(Recorded data)
____

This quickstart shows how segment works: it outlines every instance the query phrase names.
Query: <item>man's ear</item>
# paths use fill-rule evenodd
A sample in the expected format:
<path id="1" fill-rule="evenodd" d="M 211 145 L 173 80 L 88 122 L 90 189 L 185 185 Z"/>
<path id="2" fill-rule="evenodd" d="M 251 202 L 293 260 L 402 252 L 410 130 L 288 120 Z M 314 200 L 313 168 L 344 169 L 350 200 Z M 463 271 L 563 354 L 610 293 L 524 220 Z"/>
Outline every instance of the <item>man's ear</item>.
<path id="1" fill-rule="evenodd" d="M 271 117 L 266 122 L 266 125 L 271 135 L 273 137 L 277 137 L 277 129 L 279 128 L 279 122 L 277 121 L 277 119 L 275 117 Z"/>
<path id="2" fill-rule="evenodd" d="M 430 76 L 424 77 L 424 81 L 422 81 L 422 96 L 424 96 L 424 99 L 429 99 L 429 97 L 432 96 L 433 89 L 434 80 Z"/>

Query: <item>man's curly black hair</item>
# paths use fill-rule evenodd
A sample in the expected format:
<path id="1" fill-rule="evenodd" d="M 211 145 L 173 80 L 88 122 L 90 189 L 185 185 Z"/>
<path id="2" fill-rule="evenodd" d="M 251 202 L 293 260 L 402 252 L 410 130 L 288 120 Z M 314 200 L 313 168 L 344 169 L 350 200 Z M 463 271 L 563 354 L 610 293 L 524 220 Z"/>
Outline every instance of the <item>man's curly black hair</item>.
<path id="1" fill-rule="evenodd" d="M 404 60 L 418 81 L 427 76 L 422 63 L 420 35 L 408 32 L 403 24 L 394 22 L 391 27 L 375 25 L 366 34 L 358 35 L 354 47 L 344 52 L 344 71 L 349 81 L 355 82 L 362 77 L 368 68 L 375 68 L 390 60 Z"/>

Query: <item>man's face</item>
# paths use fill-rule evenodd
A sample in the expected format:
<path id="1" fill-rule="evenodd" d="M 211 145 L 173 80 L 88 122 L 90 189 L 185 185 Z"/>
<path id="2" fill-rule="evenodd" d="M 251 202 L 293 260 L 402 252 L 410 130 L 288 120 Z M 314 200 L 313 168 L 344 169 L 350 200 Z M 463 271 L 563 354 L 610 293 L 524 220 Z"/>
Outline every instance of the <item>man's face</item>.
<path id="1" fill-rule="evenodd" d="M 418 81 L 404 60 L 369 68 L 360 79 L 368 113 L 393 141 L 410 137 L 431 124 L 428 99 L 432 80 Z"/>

____

REQUEST ▸ Write out every row above word for word.

ANSWER TO THE EXERCISE ▸
This quickstart shows how segment works: it outlines every instance the query phrase names.
Query: <item>man's ear</item>
# paths use fill-rule evenodd
A sample in the expected format:
<path id="1" fill-rule="evenodd" d="M 211 145 L 173 80 L 88 122 L 90 189 L 185 185 Z"/>
<path id="2" fill-rule="evenodd" d="M 251 202 L 293 260 L 402 252 L 410 130 L 288 120 Z M 314 200 L 313 168 L 344 169 L 350 200 Z M 463 271 L 563 354 L 610 293 L 524 220 Z"/>
Outline every instance of the <item>man's ear</item>.
<path id="1" fill-rule="evenodd" d="M 271 117 L 266 122 L 266 125 L 271 135 L 273 137 L 277 137 L 277 129 L 279 128 L 279 122 L 277 121 L 277 119 L 275 117 Z"/>
<path id="2" fill-rule="evenodd" d="M 430 76 L 424 77 L 424 81 L 422 81 L 422 96 L 424 96 L 424 99 L 429 99 L 429 97 L 432 96 L 433 89 L 434 80 Z"/>

Query: <item>man's curly black hair</item>
# paths use fill-rule evenodd
A sample in the expected format:
<path id="1" fill-rule="evenodd" d="M 211 145 L 173 80 L 88 122 L 90 189 L 185 185 Z"/>
<path id="2" fill-rule="evenodd" d="M 251 202 L 293 260 L 402 252 L 410 130 L 288 120 Z M 314 200 L 313 168 L 344 169 L 350 200 Z M 463 271 L 563 354 L 610 293 L 524 220 Z"/>
Outline every instance of the <item>man's curly black hair</item>.
<path id="1" fill-rule="evenodd" d="M 404 60 L 418 81 L 427 76 L 422 63 L 420 35 L 408 32 L 403 24 L 394 22 L 391 27 L 375 25 L 366 34 L 358 35 L 354 47 L 344 52 L 344 71 L 349 81 L 355 82 L 362 77 L 368 68 L 375 68 L 390 60 Z"/>

Query: <item>man's face</item>
# paths use fill-rule evenodd
A sample in the expected format:
<path id="1" fill-rule="evenodd" d="M 211 145 L 173 80 L 88 122 L 90 189 L 185 185 Z"/>
<path id="2" fill-rule="evenodd" d="M 251 202 L 293 260 L 402 252 L 410 130 L 288 120 Z M 314 200 L 313 168 L 344 169 L 350 200 Z M 463 271 L 563 354 L 610 293 L 524 220 Z"/>
Outline every instance of the <item>man's face</item>.
<path id="1" fill-rule="evenodd" d="M 418 81 L 404 60 L 369 68 L 360 79 L 368 113 L 393 141 L 410 137 L 431 124 L 428 99 L 432 80 Z"/>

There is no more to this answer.